* _Your goal_
All lines holding the string "white" should be copied from the data below.

* _Records to process_
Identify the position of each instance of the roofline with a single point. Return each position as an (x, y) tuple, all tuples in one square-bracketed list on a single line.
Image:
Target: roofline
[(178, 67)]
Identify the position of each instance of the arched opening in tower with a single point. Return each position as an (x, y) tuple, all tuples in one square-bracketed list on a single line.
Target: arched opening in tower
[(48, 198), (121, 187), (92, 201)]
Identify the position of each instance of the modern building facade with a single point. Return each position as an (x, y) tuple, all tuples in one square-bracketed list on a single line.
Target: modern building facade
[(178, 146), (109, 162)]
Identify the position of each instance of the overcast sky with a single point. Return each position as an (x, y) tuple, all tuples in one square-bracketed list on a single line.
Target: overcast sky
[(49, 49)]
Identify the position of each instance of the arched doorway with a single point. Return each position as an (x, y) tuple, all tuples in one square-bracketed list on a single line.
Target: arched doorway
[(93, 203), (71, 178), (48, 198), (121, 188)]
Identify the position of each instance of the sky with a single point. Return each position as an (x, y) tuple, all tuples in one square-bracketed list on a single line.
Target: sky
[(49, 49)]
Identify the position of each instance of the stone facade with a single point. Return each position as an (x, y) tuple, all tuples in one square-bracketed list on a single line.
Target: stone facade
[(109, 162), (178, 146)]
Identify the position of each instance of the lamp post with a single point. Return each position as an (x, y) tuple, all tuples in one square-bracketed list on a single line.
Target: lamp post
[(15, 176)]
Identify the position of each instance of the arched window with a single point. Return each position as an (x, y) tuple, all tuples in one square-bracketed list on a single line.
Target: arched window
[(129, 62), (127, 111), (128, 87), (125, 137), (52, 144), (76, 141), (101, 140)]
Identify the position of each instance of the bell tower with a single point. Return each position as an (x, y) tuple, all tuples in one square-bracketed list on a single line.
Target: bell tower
...
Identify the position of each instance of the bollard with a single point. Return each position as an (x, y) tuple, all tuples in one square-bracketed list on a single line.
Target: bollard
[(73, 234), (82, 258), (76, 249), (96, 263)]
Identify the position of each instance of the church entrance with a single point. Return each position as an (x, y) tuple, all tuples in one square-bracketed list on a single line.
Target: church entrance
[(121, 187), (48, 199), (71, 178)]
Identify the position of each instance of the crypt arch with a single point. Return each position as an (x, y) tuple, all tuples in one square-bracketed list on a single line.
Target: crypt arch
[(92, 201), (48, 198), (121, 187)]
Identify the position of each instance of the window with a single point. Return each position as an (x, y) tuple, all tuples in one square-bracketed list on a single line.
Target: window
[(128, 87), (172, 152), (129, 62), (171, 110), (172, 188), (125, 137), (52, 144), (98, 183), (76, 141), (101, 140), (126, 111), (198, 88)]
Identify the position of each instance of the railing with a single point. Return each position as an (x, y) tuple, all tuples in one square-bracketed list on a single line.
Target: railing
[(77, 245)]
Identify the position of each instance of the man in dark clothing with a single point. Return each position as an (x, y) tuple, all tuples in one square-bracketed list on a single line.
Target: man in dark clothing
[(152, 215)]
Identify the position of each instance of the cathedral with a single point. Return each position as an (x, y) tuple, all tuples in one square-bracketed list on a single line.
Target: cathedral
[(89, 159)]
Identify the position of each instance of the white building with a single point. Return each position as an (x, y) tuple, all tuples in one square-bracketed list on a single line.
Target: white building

* _Answer for the task_
Identify the position of each instance of the white building with a single point. Return each position as an (x, y) tuple, all tuples in one square-bracketed list on a single line.
Target: white building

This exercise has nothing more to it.